● Work order A:
Copy the passage on customer-centric marketing after COVID-19 from the part that opens with the words containing "The fact is" and closes with "not the latter.", renaming "shoppers" as "consumers".
● Work order B:
Continue the passage on customer-centric marketing after COVID-19 past its final sentence.

While COVID-19 is with us for the immediate future, you may already be trying to anticipate its long-term effects on your business. What will the recovery look like? Will your customers change their shopping behaviors? What about their expectations?
The fact is that the outbreak and its aftermath will continue to be unpredictable and how customers respond will also be difficult to forecast. Some shoppers will change their habits and spending patterns due to unemployment, others due to fear of a recession and still others due to shifting personal priorities.
Long story short, each customer will have their own individual path to recovery. The brands that can adapt to this reality with customer-centric, personalized experiences will rebound the fastest, while those that rely on one-size-fits-all marketing may continue to struggle. You’ll want to make sure your brand lands in the former group, not the latter.
Being customer-centric simply means placing the customer’s needs and preferences at the center of your marketing strategies. Sounds simple enough, but it takes significant data and insights to do it well, making it challenging at organizations where that data is owned by teams outside of marketing.

● Data for analysis:

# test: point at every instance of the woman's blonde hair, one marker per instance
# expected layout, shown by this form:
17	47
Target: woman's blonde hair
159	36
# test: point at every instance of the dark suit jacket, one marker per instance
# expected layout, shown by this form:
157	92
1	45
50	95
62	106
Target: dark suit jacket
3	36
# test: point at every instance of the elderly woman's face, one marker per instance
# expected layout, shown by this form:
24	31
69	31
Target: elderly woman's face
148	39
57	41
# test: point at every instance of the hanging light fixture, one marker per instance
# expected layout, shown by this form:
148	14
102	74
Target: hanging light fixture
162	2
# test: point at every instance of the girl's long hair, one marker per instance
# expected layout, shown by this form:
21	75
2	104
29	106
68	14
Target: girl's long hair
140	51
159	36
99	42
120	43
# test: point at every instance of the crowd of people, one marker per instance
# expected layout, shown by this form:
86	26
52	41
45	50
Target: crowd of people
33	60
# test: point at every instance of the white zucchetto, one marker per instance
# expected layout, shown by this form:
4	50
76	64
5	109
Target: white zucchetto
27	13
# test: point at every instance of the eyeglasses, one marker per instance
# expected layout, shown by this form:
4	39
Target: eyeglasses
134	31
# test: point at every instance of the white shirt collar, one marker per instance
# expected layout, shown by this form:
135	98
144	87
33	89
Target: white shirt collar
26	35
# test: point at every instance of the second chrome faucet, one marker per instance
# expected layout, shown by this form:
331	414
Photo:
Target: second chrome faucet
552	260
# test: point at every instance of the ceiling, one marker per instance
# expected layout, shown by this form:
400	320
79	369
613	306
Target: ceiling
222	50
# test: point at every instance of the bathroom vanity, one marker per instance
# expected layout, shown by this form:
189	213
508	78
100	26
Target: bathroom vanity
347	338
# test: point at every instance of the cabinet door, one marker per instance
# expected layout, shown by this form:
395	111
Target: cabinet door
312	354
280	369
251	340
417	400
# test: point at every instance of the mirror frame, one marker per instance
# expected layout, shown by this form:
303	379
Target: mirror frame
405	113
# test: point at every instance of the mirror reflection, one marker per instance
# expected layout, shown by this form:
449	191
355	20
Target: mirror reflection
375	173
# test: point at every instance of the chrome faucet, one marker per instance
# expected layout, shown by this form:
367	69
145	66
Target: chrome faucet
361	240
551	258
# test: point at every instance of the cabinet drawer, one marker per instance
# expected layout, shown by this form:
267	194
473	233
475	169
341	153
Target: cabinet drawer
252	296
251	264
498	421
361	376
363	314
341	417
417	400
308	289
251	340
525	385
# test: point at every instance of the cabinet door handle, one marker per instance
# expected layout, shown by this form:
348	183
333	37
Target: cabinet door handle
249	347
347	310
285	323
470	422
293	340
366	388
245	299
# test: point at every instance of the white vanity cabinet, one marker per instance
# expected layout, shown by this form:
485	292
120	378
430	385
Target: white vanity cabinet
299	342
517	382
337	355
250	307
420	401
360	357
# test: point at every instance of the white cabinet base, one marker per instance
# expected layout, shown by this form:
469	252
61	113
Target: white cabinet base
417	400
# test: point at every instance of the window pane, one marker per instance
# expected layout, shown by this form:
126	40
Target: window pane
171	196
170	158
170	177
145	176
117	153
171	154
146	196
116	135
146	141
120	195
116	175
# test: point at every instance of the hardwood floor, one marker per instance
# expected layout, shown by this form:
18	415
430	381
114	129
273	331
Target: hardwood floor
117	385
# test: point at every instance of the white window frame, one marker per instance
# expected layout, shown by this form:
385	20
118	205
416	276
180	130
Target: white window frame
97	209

● Answer section A:
The fact is that the outbreak and its aftermath will continue to be unpredictable and how customers respond will also be difficult to forecast. Some consumers will change their habits and spending patterns due to unemployment, others due to fear of a recession and still others due to shifting personal priorities.
Long story short, each customer will have their own individual path to recovery. The brands that can adapt to this reality with customer-centric, personalized experiences will rebound the fastest, while those that rely on one-size-fits-all marketing may continue to struggle. You’ll want to make sure your brand lands in the former group, not the latter.

● Answer section B:
Nonetheless, a customer-centric strategy is now an absolute must for your brand. Consumers may even react negatively if your communications are not relevant to them—consider how out-of-touch companies seem now when you encounter their pre-coronavirus ad campaigns. On the other hand, brands who show empathy and understanding for each customer’s situation will strengthen their customer relationships no matter what lies ahead.
By learning about your customers at an individual level and connecting with each one accordingly, you can increase engagement, improve loyalty and better prepare for market changes and the eventual rebound. We've put together the six key steps you should take to implement a customer-centric marketing approach:
#1 – Accept and Embrace Change
The shift toward customer-centric marketing was already underway before COVID-19, but the added uncertainty makes it more critical for your brand to get on board. With so many different circumstances affecting people nationwide, there’s just no way to predict what will resonate with each customer unless you can learn about them at the individual level. Embrace that as a goal and start equipping your team with tools to achieve it.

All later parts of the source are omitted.